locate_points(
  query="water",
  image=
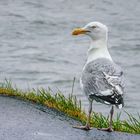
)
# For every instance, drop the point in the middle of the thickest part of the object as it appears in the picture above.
(37, 49)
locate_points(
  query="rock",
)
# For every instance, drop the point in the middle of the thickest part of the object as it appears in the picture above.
(20, 120)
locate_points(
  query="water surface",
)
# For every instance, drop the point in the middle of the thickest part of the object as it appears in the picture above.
(37, 49)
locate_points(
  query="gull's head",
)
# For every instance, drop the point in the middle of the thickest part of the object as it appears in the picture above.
(95, 30)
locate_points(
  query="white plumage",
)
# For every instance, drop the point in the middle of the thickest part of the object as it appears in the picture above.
(102, 80)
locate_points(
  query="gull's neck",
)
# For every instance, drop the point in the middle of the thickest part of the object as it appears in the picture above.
(98, 49)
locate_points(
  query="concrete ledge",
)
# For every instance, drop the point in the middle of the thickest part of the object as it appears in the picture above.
(20, 120)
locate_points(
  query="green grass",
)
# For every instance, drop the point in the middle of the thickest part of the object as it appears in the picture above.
(71, 107)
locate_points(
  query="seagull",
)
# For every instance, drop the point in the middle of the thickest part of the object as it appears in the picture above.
(102, 80)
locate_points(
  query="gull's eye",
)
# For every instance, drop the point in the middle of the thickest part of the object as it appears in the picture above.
(93, 26)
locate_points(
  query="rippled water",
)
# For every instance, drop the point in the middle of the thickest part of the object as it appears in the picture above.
(37, 49)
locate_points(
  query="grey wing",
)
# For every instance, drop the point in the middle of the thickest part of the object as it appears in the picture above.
(103, 81)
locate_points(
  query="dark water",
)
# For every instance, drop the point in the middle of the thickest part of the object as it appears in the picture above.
(37, 49)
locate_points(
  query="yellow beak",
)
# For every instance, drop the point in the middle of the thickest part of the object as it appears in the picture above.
(79, 31)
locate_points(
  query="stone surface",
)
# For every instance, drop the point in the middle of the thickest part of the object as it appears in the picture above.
(21, 120)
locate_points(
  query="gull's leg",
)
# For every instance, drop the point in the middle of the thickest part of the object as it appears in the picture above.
(109, 129)
(87, 126)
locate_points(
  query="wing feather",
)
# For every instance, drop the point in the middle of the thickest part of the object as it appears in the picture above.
(103, 81)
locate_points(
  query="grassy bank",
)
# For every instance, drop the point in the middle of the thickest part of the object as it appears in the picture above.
(71, 107)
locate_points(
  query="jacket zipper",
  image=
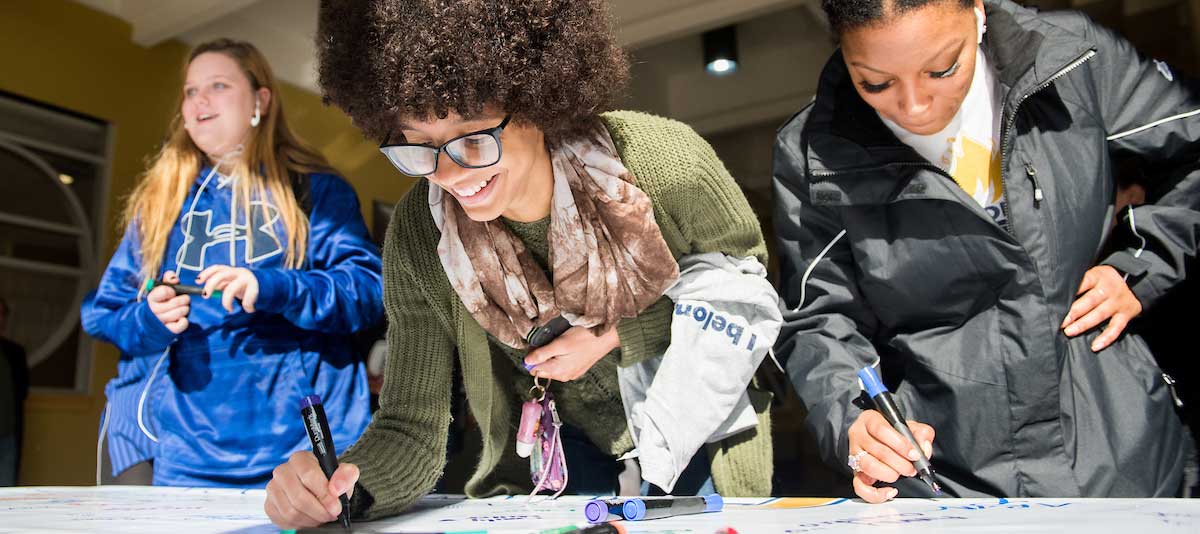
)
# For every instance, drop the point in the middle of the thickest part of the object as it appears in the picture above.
(1032, 173)
(1012, 119)
(1170, 387)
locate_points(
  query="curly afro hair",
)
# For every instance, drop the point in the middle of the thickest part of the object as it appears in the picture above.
(553, 64)
(851, 15)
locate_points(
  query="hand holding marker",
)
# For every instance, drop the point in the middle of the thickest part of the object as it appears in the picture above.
(315, 421)
(183, 289)
(888, 408)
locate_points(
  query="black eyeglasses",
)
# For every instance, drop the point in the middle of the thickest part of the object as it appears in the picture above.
(471, 150)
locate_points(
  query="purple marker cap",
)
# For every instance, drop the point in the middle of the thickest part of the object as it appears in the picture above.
(310, 401)
(871, 382)
(714, 503)
(595, 511)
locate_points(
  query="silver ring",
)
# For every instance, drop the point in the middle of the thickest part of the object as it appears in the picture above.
(855, 461)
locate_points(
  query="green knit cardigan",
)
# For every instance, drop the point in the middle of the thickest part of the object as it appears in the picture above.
(699, 208)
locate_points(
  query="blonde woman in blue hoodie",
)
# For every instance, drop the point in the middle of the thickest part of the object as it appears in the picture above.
(234, 204)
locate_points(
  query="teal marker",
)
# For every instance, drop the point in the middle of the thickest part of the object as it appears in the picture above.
(183, 289)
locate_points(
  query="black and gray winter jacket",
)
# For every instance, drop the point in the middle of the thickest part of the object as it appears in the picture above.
(886, 257)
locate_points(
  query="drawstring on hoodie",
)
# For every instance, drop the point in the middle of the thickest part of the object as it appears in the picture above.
(191, 216)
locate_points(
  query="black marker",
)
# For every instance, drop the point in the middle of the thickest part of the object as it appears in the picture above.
(651, 508)
(181, 289)
(323, 447)
(887, 406)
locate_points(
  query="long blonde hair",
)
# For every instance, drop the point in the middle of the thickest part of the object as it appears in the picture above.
(273, 148)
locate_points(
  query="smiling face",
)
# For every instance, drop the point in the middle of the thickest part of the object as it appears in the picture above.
(916, 67)
(219, 102)
(517, 187)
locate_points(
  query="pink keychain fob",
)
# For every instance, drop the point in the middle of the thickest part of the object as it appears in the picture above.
(527, 433)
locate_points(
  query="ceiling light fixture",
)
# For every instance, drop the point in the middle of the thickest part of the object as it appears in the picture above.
(720, 51)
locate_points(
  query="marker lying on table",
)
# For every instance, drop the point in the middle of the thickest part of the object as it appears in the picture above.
(181, 288)
(651, 508)
(323, 447)
(887, 406)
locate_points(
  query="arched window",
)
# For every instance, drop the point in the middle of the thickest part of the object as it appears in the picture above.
(53, 187)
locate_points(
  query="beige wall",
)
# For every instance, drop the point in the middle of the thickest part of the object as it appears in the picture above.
(66, 55)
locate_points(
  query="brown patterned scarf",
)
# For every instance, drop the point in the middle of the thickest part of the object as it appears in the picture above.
(606, 252)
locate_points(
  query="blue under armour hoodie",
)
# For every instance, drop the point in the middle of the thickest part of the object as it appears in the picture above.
(219, 403)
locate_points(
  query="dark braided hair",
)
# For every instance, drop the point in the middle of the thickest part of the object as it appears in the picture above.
(851, 15)
(553, 64)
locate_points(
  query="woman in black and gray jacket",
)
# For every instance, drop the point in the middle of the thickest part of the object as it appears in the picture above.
(942, 208)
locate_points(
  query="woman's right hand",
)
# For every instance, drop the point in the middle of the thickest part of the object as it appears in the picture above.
(299, 496)
(171, 309)
(883, 454)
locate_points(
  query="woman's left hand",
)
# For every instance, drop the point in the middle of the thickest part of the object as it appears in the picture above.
(1105, 298)
(571, 354)
(233, 283)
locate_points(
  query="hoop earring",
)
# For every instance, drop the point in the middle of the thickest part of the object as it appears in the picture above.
(258, 117)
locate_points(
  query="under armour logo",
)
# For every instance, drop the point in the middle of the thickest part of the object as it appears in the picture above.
(199, 235)
(1163, 69)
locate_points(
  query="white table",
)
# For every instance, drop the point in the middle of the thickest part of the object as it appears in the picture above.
(141, 509)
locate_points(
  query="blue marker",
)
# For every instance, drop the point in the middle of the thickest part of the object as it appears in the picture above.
(887, 406)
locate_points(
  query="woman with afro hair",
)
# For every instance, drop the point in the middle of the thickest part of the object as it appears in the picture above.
(538, 207)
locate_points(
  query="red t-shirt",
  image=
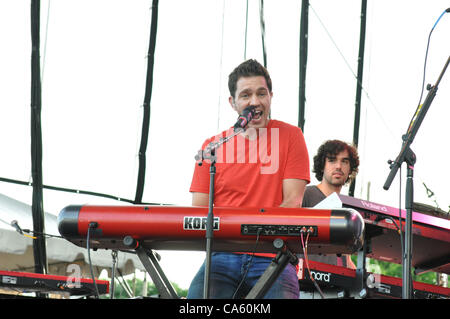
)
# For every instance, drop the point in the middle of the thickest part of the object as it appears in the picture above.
(249, 173)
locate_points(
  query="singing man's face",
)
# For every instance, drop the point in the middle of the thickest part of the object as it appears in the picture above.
(337, 169)
(253, 91)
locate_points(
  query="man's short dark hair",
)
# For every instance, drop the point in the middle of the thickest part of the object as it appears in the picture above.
(247, 69)
(330, 149)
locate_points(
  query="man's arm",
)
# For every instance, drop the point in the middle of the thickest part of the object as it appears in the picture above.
(200, 199)
(293, 190)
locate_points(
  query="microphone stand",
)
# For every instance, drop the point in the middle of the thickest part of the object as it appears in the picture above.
(407, 155)
(210, 153)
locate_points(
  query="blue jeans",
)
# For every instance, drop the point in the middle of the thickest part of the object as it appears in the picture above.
(227, 272)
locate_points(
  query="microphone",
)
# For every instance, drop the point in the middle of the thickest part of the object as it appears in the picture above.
(245, 118)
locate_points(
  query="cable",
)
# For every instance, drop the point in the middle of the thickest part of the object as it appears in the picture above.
(424, 71)
(249, 264)
(91, 225)
(353, 73)
(77, 191)
(305, 249)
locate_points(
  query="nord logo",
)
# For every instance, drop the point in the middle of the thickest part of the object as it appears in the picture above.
(199, 223)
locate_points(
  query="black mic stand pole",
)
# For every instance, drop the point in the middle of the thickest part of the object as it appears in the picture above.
(407, 155)
(210, 153)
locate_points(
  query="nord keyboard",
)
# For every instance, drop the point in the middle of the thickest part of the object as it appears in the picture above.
(430, 235)
(235, 229)
(342, 280)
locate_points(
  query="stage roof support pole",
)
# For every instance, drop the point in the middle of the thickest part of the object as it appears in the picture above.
(146, 106)
(362, 40)
(303, 56)
(37, 207)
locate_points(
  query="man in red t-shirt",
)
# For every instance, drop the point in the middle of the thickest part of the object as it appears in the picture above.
(266, 166)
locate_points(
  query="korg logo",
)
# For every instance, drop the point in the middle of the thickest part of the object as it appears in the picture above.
(199, 223)
(319, 276)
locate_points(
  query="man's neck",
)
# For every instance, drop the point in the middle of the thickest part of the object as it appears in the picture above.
(328, 189)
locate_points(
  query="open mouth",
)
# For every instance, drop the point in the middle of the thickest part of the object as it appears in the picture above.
(257, 115)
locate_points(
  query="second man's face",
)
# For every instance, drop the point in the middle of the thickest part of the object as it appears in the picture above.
(253, 91)
(337, 169)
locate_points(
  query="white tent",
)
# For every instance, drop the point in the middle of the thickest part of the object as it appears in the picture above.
(16, 251)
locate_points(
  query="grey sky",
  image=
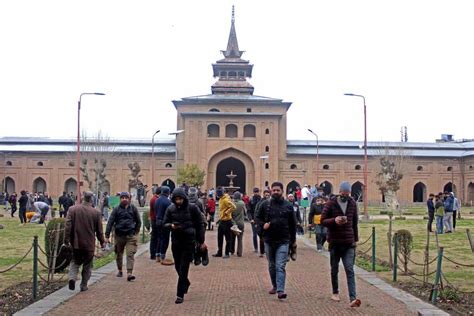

━━━

▶ **TASK BRIEF**
Collect every line of the listing that contains the word "green".

▶ **EXERCISE SOLUTION**
  query="green grass",
  query="green knit cardigan",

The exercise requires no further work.